“Those classes of investments considered ‘best’ change from period to period. The pathetic fallacy is what are thought to be the best are in truth only the most popular – the most active, the most talked of, the most boosted, and consequently, the highest in price at that time.”
The above quote, from American stockbroker Fred Schwed Jr, pinpoints the fickleness of markets and how their drivers can change abruptly.
Strategists at Bank of America are of the same mind and in their annual The Longest Pictures report have forecast how they think the driving investment themes of the 2010s will change throughout the 2020s.
Investment themes for the 2010s vs 2020s
Source: FE Analytics
The strategists highlighted how the past four years have seen a series of events that have rocked markets and the global economy.
These include, but are not limited to, 4.5 billion people being in Covid lockdown, $30trn in policy stimulus, more than 2 billion people living with inflation in excess of 10%, conflicts in Europe and the Middle East, the Magnificent Seven accounting for 30% of US market cap, the first ever decline in China’s population and the rise of artificial intelligence.
“Tales of the unexpected set to continue,” the bank added.
The impact of these events could spark vast changes that investors need to be aware of over the coming decade. Bank of America sees the 2020s as being an era of higher inflation and interest rates, which is periodically interrupted by recession.
During this period, there will be booms and busts in “a big, fat equity trading range” driven by some of the factors appearing in the above list.

- **WORK TO BE COMPLETED**: Write a continuation of the article on Bank of America's outlook for 2020s investment themes, starting after its last sentence. The data that comes next has nothing to do with the article on changing investment themes.

- **PROVIDED RECORDS**:
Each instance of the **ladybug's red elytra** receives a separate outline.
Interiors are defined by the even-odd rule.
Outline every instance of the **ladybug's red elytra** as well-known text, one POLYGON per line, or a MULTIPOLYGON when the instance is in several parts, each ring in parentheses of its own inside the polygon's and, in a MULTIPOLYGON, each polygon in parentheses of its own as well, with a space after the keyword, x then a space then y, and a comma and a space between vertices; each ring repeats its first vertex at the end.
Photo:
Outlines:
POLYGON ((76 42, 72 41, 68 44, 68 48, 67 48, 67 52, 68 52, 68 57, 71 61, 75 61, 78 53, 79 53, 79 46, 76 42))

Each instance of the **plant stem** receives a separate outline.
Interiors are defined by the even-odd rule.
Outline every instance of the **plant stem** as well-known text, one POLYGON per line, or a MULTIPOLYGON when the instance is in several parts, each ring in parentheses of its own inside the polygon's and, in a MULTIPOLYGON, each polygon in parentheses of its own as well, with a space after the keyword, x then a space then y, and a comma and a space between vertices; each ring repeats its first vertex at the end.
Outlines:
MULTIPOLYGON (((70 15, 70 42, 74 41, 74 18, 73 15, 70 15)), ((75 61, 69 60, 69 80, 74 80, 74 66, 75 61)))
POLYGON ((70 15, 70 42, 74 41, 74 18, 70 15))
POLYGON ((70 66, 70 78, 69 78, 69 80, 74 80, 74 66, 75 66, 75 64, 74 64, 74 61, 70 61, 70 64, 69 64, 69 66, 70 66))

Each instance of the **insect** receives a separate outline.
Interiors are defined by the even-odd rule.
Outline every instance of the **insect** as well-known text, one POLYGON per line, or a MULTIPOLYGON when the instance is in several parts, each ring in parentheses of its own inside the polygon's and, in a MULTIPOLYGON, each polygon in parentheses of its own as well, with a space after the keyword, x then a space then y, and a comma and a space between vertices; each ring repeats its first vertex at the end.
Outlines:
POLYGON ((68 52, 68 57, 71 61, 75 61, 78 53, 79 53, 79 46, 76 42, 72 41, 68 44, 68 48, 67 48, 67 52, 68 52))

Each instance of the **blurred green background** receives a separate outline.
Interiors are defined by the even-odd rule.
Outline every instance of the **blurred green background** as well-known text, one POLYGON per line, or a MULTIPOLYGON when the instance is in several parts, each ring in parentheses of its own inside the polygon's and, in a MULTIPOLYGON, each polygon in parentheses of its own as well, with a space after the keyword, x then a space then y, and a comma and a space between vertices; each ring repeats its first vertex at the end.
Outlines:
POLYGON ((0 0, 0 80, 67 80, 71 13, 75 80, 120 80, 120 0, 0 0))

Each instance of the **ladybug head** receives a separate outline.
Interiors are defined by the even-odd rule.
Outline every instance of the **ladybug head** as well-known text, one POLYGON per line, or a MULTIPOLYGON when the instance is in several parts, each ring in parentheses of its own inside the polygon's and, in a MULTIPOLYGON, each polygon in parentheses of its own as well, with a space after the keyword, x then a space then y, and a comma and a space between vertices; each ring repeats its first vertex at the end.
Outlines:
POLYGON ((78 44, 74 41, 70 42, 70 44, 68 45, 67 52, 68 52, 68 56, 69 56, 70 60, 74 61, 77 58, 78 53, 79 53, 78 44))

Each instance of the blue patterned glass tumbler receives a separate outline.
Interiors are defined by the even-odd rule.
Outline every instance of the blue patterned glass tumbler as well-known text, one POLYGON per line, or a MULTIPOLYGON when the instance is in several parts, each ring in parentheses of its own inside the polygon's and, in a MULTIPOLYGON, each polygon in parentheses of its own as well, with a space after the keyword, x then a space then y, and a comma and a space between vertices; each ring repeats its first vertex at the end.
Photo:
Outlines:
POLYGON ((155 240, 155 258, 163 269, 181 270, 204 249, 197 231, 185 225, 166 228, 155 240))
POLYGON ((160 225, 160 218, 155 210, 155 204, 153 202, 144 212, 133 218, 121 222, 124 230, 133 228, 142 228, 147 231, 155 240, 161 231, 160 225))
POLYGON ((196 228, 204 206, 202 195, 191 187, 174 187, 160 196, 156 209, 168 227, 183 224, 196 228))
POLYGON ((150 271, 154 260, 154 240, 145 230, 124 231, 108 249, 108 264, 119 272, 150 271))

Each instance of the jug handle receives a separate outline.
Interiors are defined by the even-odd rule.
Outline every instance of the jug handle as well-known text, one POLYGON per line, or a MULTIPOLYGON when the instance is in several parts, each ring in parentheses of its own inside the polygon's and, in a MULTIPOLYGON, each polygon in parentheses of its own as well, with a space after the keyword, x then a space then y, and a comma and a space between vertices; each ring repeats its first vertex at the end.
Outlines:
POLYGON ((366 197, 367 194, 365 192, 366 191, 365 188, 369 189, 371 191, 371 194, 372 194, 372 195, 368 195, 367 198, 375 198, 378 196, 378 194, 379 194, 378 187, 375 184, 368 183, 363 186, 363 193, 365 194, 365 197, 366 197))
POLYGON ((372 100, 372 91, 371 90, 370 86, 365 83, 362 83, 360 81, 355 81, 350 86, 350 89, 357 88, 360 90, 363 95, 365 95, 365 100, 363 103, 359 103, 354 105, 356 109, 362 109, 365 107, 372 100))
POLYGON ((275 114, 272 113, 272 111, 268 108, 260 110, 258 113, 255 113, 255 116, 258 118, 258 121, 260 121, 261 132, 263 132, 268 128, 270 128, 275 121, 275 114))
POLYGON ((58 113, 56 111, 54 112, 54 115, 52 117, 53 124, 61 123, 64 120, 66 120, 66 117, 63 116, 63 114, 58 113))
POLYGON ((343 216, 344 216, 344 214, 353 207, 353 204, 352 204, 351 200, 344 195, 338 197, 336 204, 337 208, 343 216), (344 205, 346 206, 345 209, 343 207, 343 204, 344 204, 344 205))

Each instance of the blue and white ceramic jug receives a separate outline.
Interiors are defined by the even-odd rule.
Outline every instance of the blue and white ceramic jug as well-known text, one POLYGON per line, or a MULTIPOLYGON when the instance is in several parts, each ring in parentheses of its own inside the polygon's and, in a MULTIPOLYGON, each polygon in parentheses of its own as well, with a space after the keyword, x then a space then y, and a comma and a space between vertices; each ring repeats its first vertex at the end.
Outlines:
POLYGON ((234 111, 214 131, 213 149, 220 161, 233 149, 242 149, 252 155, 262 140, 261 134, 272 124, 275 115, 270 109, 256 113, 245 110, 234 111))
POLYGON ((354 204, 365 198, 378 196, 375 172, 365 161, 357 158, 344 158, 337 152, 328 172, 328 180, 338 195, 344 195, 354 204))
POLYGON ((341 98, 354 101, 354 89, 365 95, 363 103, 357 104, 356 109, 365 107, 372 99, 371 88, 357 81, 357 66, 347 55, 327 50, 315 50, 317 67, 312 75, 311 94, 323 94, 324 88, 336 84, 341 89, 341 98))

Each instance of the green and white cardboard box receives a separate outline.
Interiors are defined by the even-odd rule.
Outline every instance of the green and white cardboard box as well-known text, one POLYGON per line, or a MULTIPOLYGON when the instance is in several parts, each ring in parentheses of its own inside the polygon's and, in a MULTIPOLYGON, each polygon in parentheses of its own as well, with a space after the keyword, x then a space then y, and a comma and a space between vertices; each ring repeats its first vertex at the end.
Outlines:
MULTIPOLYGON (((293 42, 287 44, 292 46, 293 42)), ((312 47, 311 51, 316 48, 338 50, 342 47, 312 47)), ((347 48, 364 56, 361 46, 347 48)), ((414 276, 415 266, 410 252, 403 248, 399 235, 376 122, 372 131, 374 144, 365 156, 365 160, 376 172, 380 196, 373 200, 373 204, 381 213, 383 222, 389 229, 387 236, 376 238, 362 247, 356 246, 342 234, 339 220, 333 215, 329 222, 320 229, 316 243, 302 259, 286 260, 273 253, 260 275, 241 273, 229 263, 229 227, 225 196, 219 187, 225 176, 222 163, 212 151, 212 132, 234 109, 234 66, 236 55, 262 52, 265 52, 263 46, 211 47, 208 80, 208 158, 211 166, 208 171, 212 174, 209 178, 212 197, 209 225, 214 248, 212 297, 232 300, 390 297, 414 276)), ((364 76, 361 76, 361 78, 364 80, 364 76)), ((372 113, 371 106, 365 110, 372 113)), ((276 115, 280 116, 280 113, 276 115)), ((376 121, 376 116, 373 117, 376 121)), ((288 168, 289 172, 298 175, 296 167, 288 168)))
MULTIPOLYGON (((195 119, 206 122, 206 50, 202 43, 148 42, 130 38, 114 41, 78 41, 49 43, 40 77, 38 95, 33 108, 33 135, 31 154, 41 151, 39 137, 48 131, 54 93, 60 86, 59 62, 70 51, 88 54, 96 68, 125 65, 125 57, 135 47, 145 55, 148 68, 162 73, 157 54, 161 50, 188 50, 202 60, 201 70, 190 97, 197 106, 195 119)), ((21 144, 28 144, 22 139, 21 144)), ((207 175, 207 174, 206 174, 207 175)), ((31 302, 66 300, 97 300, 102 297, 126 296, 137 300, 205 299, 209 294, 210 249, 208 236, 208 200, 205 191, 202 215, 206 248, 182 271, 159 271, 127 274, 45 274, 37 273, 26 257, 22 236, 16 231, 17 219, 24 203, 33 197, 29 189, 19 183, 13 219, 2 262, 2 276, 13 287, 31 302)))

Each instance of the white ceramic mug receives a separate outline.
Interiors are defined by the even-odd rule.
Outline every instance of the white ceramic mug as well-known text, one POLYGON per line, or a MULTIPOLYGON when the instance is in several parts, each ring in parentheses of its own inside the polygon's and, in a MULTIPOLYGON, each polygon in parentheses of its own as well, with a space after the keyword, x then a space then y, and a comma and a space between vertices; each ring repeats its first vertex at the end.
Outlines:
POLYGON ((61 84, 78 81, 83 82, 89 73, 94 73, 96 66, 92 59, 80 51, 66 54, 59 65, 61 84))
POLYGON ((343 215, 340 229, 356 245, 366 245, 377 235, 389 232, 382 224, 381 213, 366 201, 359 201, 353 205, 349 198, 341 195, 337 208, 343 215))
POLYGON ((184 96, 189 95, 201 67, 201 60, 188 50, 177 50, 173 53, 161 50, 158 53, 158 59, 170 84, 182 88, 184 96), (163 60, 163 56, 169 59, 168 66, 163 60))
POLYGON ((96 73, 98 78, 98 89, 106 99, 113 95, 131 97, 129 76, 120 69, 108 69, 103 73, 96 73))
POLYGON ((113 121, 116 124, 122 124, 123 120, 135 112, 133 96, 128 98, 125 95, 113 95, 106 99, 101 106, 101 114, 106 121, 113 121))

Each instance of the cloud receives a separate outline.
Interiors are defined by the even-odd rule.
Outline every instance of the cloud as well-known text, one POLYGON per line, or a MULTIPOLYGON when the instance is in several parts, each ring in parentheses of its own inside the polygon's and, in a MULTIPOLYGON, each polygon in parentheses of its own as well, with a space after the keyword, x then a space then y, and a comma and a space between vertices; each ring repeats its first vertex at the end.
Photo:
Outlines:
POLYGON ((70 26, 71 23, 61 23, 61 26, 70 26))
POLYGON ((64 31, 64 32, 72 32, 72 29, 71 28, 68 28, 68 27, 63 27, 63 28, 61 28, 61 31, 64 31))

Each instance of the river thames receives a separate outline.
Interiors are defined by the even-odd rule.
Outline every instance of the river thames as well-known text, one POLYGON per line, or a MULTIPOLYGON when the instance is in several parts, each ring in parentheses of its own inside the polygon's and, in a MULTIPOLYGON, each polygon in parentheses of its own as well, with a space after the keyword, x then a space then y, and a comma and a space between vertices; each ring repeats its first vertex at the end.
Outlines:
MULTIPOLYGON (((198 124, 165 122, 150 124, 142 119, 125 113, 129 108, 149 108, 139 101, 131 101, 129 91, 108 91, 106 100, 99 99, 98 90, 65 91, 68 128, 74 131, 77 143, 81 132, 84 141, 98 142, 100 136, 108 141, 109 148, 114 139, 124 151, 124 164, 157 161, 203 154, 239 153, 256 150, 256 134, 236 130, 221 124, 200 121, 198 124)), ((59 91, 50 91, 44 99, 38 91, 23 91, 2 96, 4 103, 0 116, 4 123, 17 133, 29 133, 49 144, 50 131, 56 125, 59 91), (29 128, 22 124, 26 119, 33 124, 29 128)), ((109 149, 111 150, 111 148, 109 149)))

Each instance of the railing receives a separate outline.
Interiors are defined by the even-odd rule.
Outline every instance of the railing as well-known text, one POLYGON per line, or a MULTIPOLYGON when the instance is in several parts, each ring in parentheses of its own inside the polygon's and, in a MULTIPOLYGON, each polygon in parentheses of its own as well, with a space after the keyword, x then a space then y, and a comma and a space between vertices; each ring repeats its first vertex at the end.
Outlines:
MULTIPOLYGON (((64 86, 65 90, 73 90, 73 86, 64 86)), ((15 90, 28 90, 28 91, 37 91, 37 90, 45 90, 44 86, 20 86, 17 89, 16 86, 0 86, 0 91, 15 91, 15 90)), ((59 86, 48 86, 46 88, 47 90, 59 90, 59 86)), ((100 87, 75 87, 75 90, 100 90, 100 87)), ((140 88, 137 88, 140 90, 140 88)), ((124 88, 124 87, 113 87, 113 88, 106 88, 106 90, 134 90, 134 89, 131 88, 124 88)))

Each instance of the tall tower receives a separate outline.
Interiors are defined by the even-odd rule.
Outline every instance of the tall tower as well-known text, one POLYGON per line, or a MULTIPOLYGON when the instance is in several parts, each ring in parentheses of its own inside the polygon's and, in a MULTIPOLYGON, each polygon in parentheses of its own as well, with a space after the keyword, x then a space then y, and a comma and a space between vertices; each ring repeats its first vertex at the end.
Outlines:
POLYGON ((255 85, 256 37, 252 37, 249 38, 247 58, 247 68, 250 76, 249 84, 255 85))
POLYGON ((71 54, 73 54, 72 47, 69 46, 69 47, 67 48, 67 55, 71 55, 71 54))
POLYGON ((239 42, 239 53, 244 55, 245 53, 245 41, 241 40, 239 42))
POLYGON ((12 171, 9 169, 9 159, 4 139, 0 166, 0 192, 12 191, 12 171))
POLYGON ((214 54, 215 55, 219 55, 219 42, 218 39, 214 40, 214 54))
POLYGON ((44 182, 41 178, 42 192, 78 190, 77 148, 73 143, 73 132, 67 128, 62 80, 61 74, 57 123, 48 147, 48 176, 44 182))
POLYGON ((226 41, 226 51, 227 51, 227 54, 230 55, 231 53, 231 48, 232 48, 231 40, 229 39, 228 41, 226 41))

- **ANSWER SECTION**:
Among these are new trends in society (inequality to inclusion), policy (monetary to fiscal), the financial industry (leveraging to deleveraging), trade (globalisation to isolationism), geopolitics (peace to war), tech (AI), environment (net zero, energy/food security) and demographics (ageing).
For investors, this has wide-reaching consequences. Bank of America expects that a portfolio with a 25% split between stocks, bonds, commodities and cash will outperform a traditional 60/40 strategy.
This is based on forecasts that real assets will perform better than financial assets and that the consumer and the broad economy of Main Street will be stronger than the large corporations and financial institutions of Wall Street.
In light of this, Bank of America’s strategists said: “We buy secular contrarian plays in gold, small-cap, value stocks, global banks, emerging markets [and] distressed tech, in anticipation of recession & elections sparking inflationary policy panic in ’24.”